Exercise instructions: Please extract each line of the material below that contains the word "shirt" and copy those lines in full.

[Dataset entries]
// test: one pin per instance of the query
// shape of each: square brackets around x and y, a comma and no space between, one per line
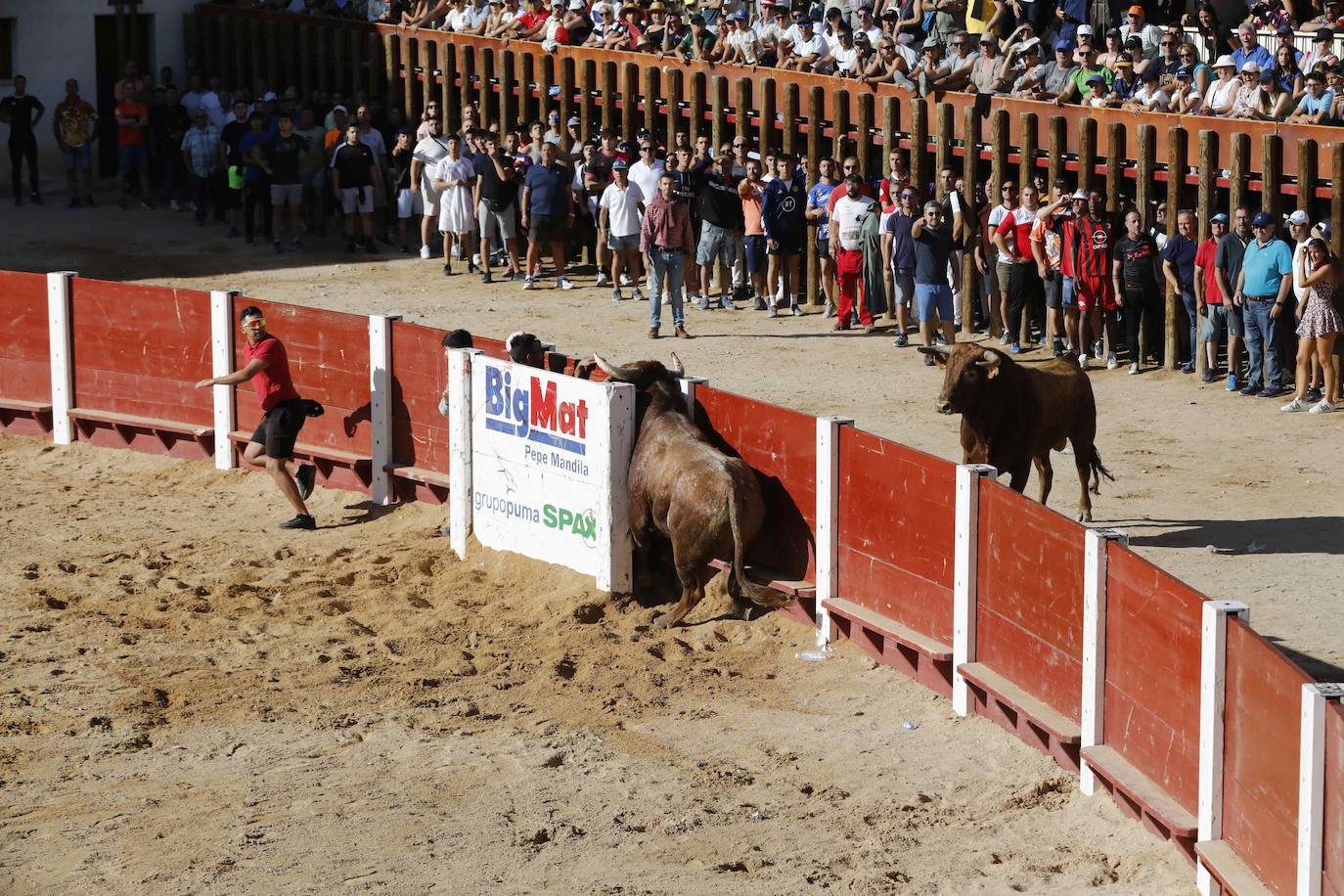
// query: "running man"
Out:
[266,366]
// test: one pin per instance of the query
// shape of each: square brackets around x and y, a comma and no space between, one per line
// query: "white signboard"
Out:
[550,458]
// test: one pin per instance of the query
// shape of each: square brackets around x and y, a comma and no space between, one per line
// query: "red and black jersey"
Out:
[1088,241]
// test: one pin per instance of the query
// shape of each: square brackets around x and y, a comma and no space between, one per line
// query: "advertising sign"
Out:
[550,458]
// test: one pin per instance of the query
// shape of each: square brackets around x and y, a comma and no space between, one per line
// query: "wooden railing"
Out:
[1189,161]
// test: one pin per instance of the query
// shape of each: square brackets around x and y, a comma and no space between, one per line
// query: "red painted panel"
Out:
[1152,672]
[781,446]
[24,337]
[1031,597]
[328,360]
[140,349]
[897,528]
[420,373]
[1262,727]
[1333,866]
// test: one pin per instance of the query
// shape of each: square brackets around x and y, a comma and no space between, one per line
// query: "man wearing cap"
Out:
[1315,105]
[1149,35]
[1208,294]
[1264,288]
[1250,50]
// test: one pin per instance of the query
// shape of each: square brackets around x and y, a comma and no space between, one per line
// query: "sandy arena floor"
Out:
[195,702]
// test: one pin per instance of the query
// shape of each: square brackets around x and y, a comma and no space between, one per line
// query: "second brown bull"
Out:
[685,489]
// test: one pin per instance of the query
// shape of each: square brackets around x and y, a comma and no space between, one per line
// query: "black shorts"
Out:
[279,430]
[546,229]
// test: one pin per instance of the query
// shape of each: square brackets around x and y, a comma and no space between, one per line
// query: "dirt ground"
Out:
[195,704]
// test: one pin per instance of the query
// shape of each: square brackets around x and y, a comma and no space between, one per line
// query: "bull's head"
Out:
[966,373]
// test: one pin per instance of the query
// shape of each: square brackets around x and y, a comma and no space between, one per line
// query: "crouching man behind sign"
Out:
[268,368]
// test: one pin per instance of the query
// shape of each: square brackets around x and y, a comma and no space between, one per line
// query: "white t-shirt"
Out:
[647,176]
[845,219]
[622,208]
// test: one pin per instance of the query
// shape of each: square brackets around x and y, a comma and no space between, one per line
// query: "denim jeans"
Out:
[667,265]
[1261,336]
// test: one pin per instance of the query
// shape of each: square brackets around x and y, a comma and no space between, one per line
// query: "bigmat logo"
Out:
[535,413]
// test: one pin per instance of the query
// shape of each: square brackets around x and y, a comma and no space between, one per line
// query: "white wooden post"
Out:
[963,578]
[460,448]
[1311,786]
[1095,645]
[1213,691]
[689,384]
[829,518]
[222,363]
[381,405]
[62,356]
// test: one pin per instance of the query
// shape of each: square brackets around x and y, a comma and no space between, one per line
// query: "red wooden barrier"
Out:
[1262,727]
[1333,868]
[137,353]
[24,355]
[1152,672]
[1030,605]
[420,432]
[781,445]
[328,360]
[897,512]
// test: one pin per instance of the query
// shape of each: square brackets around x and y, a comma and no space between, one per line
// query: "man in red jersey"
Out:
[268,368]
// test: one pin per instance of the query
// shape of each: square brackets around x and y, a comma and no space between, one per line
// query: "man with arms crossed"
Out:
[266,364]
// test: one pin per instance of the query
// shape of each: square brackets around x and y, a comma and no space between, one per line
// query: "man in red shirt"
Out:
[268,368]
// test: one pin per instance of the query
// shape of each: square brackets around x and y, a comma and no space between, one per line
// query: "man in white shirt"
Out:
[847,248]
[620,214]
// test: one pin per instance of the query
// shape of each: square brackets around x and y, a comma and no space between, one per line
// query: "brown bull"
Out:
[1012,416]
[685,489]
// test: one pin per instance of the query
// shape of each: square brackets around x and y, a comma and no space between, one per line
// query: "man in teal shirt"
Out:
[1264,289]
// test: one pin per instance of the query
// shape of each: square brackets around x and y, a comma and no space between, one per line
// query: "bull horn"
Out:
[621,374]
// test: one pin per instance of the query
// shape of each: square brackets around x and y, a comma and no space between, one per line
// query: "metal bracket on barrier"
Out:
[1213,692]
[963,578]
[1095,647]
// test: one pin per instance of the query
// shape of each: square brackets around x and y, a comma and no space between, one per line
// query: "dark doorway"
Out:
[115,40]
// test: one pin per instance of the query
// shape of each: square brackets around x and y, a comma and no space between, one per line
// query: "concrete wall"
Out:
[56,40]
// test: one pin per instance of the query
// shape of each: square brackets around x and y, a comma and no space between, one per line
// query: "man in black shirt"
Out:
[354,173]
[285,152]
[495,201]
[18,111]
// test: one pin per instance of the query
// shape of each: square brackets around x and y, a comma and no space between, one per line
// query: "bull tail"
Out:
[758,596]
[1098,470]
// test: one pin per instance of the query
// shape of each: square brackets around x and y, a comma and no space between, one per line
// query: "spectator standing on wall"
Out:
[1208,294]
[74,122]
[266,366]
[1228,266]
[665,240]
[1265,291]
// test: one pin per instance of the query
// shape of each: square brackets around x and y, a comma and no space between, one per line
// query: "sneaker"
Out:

Finished answer:
// query: "white t-shirt"
// query: "man in red shirt"
// query: "man in white shirt"
// query: "man in teal shirt"
// query: "man in black shirt"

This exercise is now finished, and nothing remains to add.